[Document section]
□ □ □

Thanks to the efforts of IGTOA and the support of our member companies, the quality of guiding in the Galapagos Islands is primed to take a huge leap forward in 2016 and beyond.

Last November, IGTOA spearheaded a pioneering approach to training guides in the Galapagos Islands. The goal was simple: rather than bring in experts to train a handful of guides and then leave, IGTOA wanted to build a foundation for guiding excellence that would have a profound and lasting impact in the islands. The association set out to build a system that would allow the more than 300 active guides in the Galapagos to receive world-class training, markedly improving their guiding skills and ultimately enhancing the quality of the visitor experience in the islands for years to come.  To achieve this lofty goal, IGTOA partnered with Dr. Sam Ham and Tom O’Brien, two of the world’s foremost guide-training authorities, and WWF Ecuador and the Galapagos National Park Directorate (GNPD) to teach 10 elite Galapagos guides to become first-rate trainers themselves.   

This “Training the Trainers” course occurred from November 2 to November 10, 2015. The first week took place in a classroom in Puerto Ayora on the island of Santa Cruz. Almost all of the guides who were chosen to participate had attended IGTOA’s 2013 guide-training course (“Five Star Guiding in Five Days”) and were identified as standouts by Sam, Tom, and Jim Lutz, IGTOA’s board president, who has been the driving force behind this endeavor. Along with representatives from WWF Ecuador and the GNPD, I was on hand to observe and help out as needed.

□ □ □

[Data provided]
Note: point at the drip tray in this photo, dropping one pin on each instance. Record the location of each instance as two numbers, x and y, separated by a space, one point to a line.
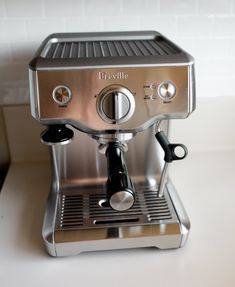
90 210
80 220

□ □ □

[Instruction] Summarize the passage above on Galapagos guide training in two sentences.

[Task answer] IGTOA partnered with guide-training authorities Dr. Sam Ham and Tom O'Brien, WWF Ecuador and the Galapagos National Park Directorate to teach 10 elite Galapagos guides to become trainers themselves, with the aim of building a system through which the more than 300 active guides in the islands could receive world-class training. This "Training the Trainers" course ran from November 2 to November 10, 2015, with its first week in a classroom in Puerto Ayora on Santa Cruz, and almost all of the chosen guides had attended IGTOA's 2013 course and been identified as standouts.